■ **Objetivo**: Prosigue el texto sobre la indignación que provoca un beso entre dos personas del mismo sexo a partir de donde se interrumpe.

Qué jodido
está el mundo cuando un ser humano es capaz de entrar en barrena, o sea,
indignarse hasta la saciedad y sacar lo peor de sí mismo, cuando es testigo de
una manifestación de cariño entre dos personas del mismo sexo.
¿Pensaban
ustedes, queridísimos e inteligentes amigos míos, que estas cosas ya no pasaban?
Yo también. Pero claro, también pensé que el Estado de Bienestar había venido
para quedarse y ya ven.
Que miren que
son ganas de agarrarse un cabreo por un beso habiendo motivos más cualificados
como tales si uno es de natural violento. Sanguíneo le decían antes. Pero es
que a mí la imagen mental que me provoca me da un poquito de grima. Qué
quieren, una es tirando a basta, pero tiene su corazoncito.

■ **Datos mostrados**:

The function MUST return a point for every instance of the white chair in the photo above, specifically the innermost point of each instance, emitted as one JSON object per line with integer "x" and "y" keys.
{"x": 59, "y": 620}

■ **Resultado**:
Hale, querida,
vuelve de los Cerros de Úbeda que no está el tiempo para excursiones.
Lo que les
decía, que ya son ganas de pasar uno un mal rato y, sobre todo, de hacérselo
pasar a los demás, así, de gratis. Porque, oigan, yo entiendo que se ponga uno
como una hidra con cefalea si presencia las penurias de otro ser humano. O, qué
les digo yo, con la imagen de las víctimas de un atentado, de una persona
abusando de otra, del cartel de la alegre muchachada en las pasadas elecciones,
que tantas ‘alegrías’ nos está proporcionando, de Mickey Rourke comiendo un
limón… yo qué sé… de las cosas feas de la vida. ¿Pero descompensarse los biorritmos
por una expresión de amor?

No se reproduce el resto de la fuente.